■ Exercise requirements
1) According to the merge proposal, what does UnusedPOTMsgSetPruner build when it starts?
2) Write the next part of the merge proposal, picking up after its last sentence.
START Page text
← Back to team overview

launchpad-reviewers team mailing list archive

[Merge] lp:~sinzui/launchpad/tranlationmessage-missing-potmsgset into lp:launchpad

 

Curtis Hovey has proposed merging lp:~sinzui/launchpad/tranlationmessage-missing-potmsgset into lp:launchpad.

Commit message:
Avoid putting UnusedPOTMsgSetPruner in a cage match against other processes.

Requested reviews:
  Launchpad code reviewers (launchpad-reviewers)
Related bugs:
  Bug #824229 in Launchpad itself: "garbo-daily UnusedPOTMsgSetPruner failing with violates foreign key constraint"
  https://bugs.launchpad.net/launchpad/+bug/824229

For more details, see:
https://code.launchpad.net/~sinzui/launchpad/tranlationmessage-missing-potmsgset/+merge/133532

garbo-daily UnusedPOTMsgSetPruner contends with other process that
create or update POTMsgSets and TranslationMessages, such as the
rosetta-poimport script and user activity. When UnusedPOTMsgSetPruner
starts, it builds a cache of Ids of empty POTMsgSets. It then iterates
over them in batches to get the TranslationMessages id, removes them,
then removes the POTMsgSets. Each batch is one transaction. Any process
that adds or modifies a POTMsgSets or TranslationMessages between loops
can contradict the list of unused POTMsgSets.
END Page text
START Dataset excerpt
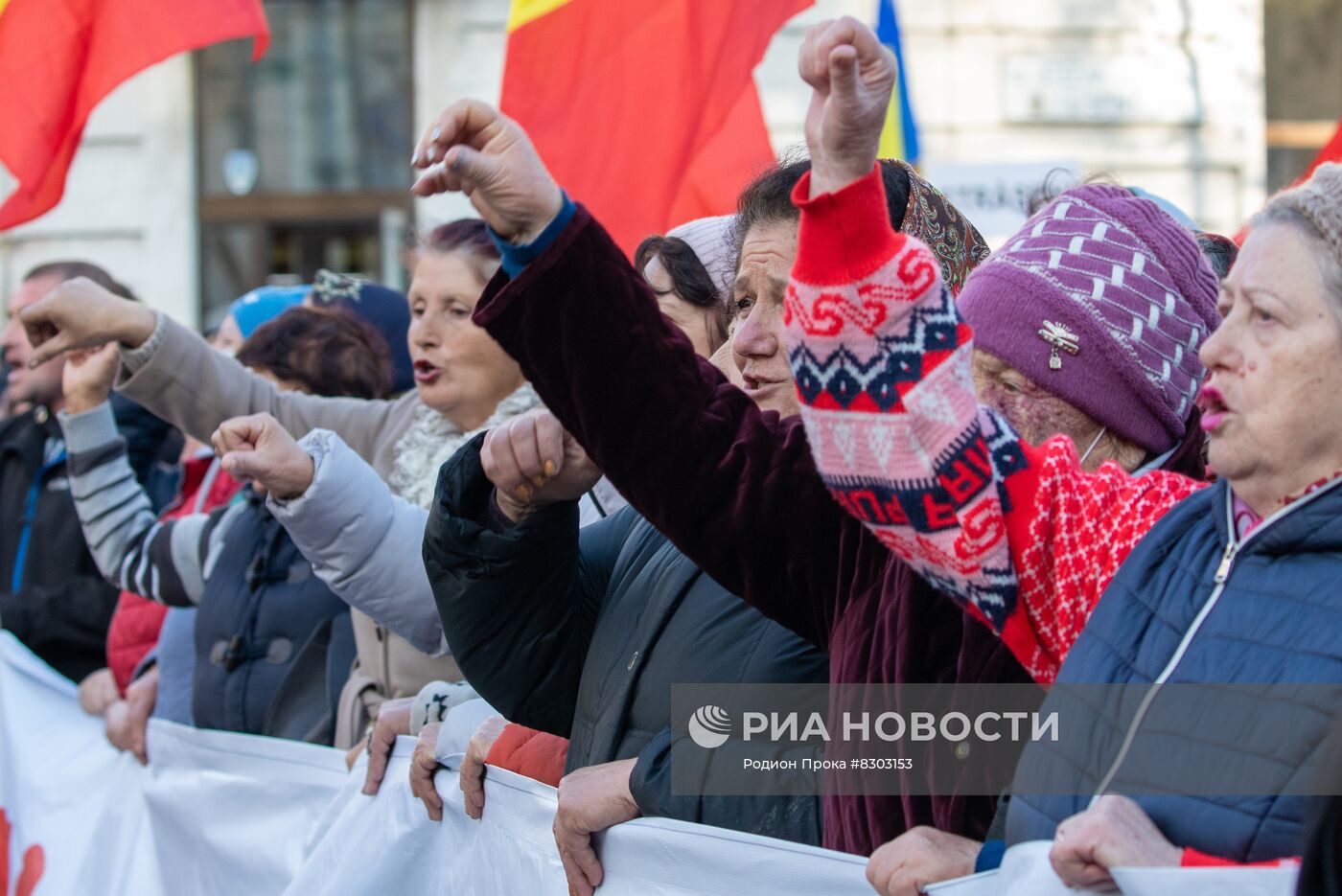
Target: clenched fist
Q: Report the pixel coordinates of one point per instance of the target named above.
END Dataset excerpt
■ Per-task outputs
1) A cache of Ids of empty POTMsgSets.

2)
--------------------------------------------------------------------

RULES

    Pre-implementation: jtv, stevenk
    * UnusedPOTMsgSetPruner needs additional criteria to be certain that
      the POTMsgSet is not used, *and* will not be used.
      * Each batch needs to recheck the list of ids to filter of those
        that became "used" during the loop.
    * UnusedPOTMsgSetPruner's list of POTMsgSets ids are not distinct
      because both queries and their union can return 50x the number of
      unique ids.
      * This is mostly lots of extra db work.

QA

    * Ask a webops to run ./cronscripts/garbo-daily.py for qastaging.
    * Verify the log has no errors.


LINT

    lib/lp/scripts/garbo.py
    lib/lp/scripts/tests/test_garbo.py


LoC

    I have a 4000 line credit this week.


TEST

    ./bin/test -vv -t UnusedPOTMsgSetPruner lp.scripts.tests.test_garbo


IMPLEMENTATION

I first changed .msgset_ids_to_remove to call a private method that
does the same query. I then changed the ._get_msgset_ids_to_remove() to
accept a list of ids to ensure newly used POTMsgSets were filtered out.
Then I discovered errors in the number of loops...the list of ids was
never unique and my change extended the number of loops. I added a set()
to dedupe the ids -- the existing tests got faster since they thought
they were looping once.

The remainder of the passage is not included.